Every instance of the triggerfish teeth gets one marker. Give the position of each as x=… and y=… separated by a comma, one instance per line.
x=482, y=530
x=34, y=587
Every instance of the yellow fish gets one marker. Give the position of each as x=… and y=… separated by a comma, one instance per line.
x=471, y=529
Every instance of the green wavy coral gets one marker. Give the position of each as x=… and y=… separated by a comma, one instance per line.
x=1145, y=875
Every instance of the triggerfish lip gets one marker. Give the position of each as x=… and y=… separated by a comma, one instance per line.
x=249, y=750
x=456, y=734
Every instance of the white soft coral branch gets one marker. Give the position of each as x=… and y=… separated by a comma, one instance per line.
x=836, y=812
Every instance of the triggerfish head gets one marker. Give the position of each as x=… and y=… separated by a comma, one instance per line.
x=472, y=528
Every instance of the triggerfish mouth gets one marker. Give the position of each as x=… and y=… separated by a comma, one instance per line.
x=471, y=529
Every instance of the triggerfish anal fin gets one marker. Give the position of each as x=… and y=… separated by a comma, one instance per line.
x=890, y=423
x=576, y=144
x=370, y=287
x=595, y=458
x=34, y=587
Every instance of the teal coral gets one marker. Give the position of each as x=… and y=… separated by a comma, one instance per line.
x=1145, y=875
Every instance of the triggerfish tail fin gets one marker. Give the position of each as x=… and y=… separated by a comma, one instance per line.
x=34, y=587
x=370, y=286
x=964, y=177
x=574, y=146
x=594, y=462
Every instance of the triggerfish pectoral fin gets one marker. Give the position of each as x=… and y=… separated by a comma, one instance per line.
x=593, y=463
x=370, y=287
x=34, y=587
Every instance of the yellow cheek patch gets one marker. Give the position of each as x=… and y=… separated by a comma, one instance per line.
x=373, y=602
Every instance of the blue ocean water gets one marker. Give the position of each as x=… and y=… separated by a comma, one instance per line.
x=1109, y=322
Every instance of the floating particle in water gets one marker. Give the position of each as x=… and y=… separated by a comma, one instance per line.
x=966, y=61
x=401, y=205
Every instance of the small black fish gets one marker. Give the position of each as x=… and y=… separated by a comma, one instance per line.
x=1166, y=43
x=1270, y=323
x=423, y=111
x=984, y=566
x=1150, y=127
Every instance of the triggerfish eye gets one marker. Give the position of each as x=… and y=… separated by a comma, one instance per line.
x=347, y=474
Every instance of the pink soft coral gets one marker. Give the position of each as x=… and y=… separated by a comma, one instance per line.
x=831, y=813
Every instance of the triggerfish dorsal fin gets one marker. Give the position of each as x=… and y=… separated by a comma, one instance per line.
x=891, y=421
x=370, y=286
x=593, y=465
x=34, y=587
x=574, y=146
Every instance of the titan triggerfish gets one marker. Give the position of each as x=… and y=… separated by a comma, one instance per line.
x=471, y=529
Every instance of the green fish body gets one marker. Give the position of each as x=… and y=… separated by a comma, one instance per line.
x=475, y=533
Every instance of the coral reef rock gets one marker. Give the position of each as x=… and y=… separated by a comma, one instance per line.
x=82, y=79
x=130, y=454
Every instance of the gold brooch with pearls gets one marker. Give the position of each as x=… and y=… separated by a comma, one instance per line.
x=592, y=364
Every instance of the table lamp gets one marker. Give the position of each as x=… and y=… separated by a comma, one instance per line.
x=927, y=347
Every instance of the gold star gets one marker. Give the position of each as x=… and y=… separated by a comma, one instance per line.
□ □ □ □
What is required
Return, word for word, the part of the material that opens with the line containing "Every instance of the titan" and closes with the line containing "x=475, y=533", keeping both of those lines.

Solution for this exercise
Every instance of the titan triggerfish gets one marker. Give the position of each as x=… and y=… separated by a comma, one instance per line.
x=471, y=529
Every instance of the green fish body gets one marker. Give the position of each as x=… and y=… separated by a comma, one instance per line.
x=475, y=533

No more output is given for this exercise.